(Einträge aus einem Datensatz)

..........

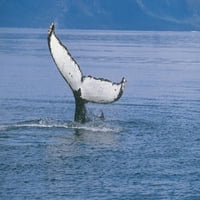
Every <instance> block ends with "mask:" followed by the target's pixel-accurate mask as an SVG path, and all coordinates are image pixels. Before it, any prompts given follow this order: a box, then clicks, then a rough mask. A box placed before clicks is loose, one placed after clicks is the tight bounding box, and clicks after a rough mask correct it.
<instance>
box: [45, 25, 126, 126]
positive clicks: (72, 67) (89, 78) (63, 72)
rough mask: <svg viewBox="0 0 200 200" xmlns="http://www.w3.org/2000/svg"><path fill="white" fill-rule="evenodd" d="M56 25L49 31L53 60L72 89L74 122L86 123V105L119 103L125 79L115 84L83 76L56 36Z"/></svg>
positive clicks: (105, 80)
mask: <svg viewBox="0 0 200 200" xmlns="http://www.w3.org/2000/svg"><path fill="white" fill-rule="evenodd" d="M54 30H55V25H54V24H53V23H52V24H51V26H50V28H49V31H48V45H49V50H50V53H51V56H52V57H53V60H54V62H55V64H56V66H57V68H58V70H59V72H60V73H61V75H62V76H63V78H64V79H65V81H66V82H67V83H68V85H69V87H70V88H71V90H72V92H73V94H74V98H75V106H76V108H75V116H74V120H75V121H78V122H81V123H84V122H85V121H86V108H85V103H87V102H93V103H104V104H106V103H112V102H114V101H117V100H118V99H119V98H120V97H121V96H122V93H123V91H124V87H125V82H126V80H125V78H122V81H121V82H120V83H113V82H111V81H109V80H106V79H102V78H94V77H92V76H83V74H82V72H81V69H80V67H79V65H78V64H77V62H76V61H75V59H74V58H73V57H72V56H71V54H70V53H69V51H68V49H67V47H65V46H64V45H63V44H62V42H61V41H60V40H59V39H58V37H57V36H56V34H55V31H54Z"/></svg>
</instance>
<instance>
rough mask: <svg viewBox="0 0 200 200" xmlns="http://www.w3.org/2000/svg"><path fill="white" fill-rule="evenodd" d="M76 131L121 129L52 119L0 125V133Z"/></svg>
mask: <svg viewBox="0 0 200 200" xmlns="http://www.w3.org/2000/svg"><path fill="white" fill-rule="evenodd" d="M31 128H37V129H68V130H70V129H76V130H85V131H90V132H120V131H122V128H119V127H116V126H115V125H111V124H109V123H106V122H103V121H102V122H99V121H96V122H95V121H92V122H88V123H85V124H80V123H77V122H71V121H61V120H54V119H49V118H47V119H35V120H29V121H21V122H16V123H9V124H2V125H0V132H2V131H11V130H16V129H31Z"/></svg>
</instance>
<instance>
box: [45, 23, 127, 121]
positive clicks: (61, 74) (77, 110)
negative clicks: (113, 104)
mask: <svg viewBox="0 0 200 200" xmlns="http://www.w3.org/2000/svg"><path fill="white" fill-rule="evenodd" d="M54 30H55V25H54V23H52V24H51V25H50V27H49V30H48V47H49V51H50V53H51V56H52V58H53V61H54V63H55V64H56V62H55V60H54V57H53V55H52V51H51V45H50V42H51V36H52V34H54V36H55V37H56V39H57V40H58V41H59V43H60V45H61V46H62V47H63V48H64V49H66V51H67V53H68V55H69V56H70V58H71V59H72V60H73V61H74V62H75V63H76V64H77V62H76V60H75V59H74V58H73V57H72V55H71V54H70V53H69V51H68V49H67V47H66V46H64V45H63V44H62V43H61V41H60V40H59V38H57V36H56V34H55V31H54ZM77 66H78V68H79V70H80V72H81V69H80V67H79V65H78V64H77ZM81 74H82V72H81ZM61 75H62V74H61ZM62 76H63V75H62ZM84 77H85V76H83V75H82V78H81V81H83V80H84ZM89 77H91V78H94V77H92V76H89ZM63 78H64V76H63ZM64 79H65V78H64ZM94 79H97V78H94ZM97 80H104V81H108V82H111V83H113V82H112V81H109V80H107V79H103V78H101V79H97ZM125 83H126V79H125V78H124V77H123V78H122V80H121V82H120V84H121V88H120V92H119V94H118V96H117V97H116V98H115V99H114V101H117V100H118V99H119V98H120V97H121V96H122V94H123V88H124V84H125ZM113 84H114V83H113ZM68 85H69V86H70V84H69V83H68ZM70 88H71V90H72V92H73V95H74V98H75V115H74V121H76V122H79V123H85V122H87V121H88V117H87V109H86V106H85V104H86V103H87V102H88V101H87V100H85V99H82V98H81V88H79V89H78V90H73V89H72V87H71V86H70ZM91 102H92V101H91Z"/></svg>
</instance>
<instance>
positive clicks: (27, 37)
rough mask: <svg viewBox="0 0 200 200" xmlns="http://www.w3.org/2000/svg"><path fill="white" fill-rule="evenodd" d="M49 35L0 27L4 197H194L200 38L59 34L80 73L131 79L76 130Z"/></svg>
mask: <svg viewBox="0 0 200 200" xmlns="http://www.w3.org/2000/svg"><path fill="white" fill-rule="evenodd" d="M47 29H48V28H47ZM47 29H46V30H44V29H14V28H10V29H8V28H0V63H1V65H0V199H9V200H10V199H69V200H75V199H76V200H77V199H80V200H83V199H87V200H88V199H92V200H93V199H98V200H99V199H106V200H108V199H120V200H122V199H124V200H125V199H134V200H135V199H136V200H139V199H141V200H144V199H152V200H155V199H159V200H160V199H177V200H179V199H181V200H198V199H200V43H199V41H200V32H140V31H137V32H134V31H90V30H87V31H83V30H60V29H57V30H56V33H57V35H58V37H59V38H60V39H61V40H62V41H63V43H64V44H66V45H67V47H68V49H69V50H70V52H71V54H72V55H73V56H74V58H75V59H76V60H77V62H78V63H79V65H80V66H81V69H82V72H83V73H84V75H93V76H95V77H102V78H106V79H110V80H112V81H115V82H119V81H121V78H122V77H123V76H124V77H126V79H127V84H126V88H125V91H124V94H123V96H122V97H121V99H120V100H119V101H117V102H115V103H113V104H107V105H100V104H88V105H87V108H88V116H89V117H90V119H91V120H90V122H88V123H86V124H78V123H75V122H73V116H74V99H73V96H72V93H71V91H70V89H69V87H68V85H67V84H66V83H65V81H64V80H63V79H62V77H61V76H60V74H59V73H58V71H57V69H56V67H55V64H54V63H53V61H52V58H51V56H50V54H49V50H48V45H47ZM101 112H103V113H104V116H105V119H104V120H101V119H100V118H99V117H98V116H99V114H100V113H101Z"/></svg>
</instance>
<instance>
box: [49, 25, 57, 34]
mask: <svg viewBox="0 0 200 200" xmlns="http://www.w3.org/2000/svg"><path fill="white" fill-rule="evenodd" d="M54 28H55V25H54V23H51V25H50V27H49V31H48V34H49V35H51V33H52V32H53V31H54Z"/></svg>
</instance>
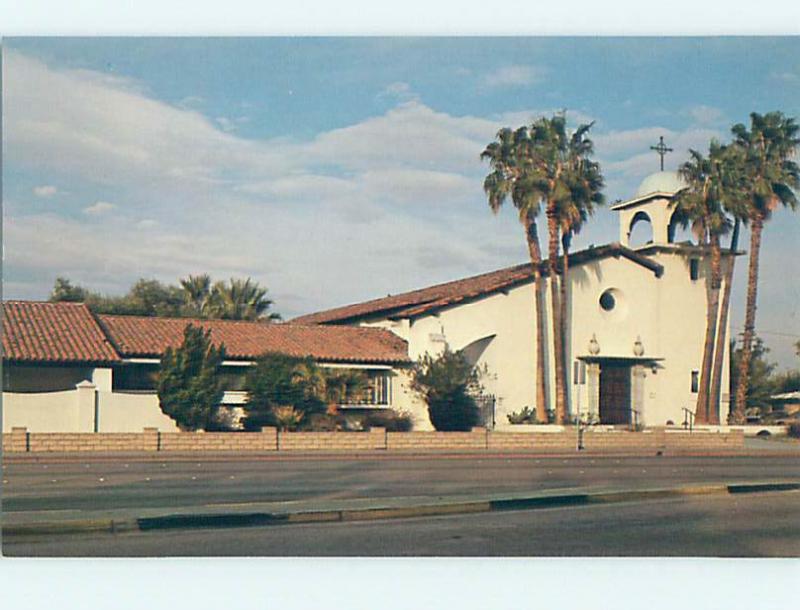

..........

> **Deine Aufgabe**: Zeige alle Zeilen aus den Einträgen oben, in denen das Wort „positive“ vorkommt.

> **Schriftliche Antwort**:
positive clicks: (72, 67) (89, 78) (63, 72)
positive clicks: (105, 80)
positive clicks: (61, 74) (77, 110)
positive clicks: (27, 37)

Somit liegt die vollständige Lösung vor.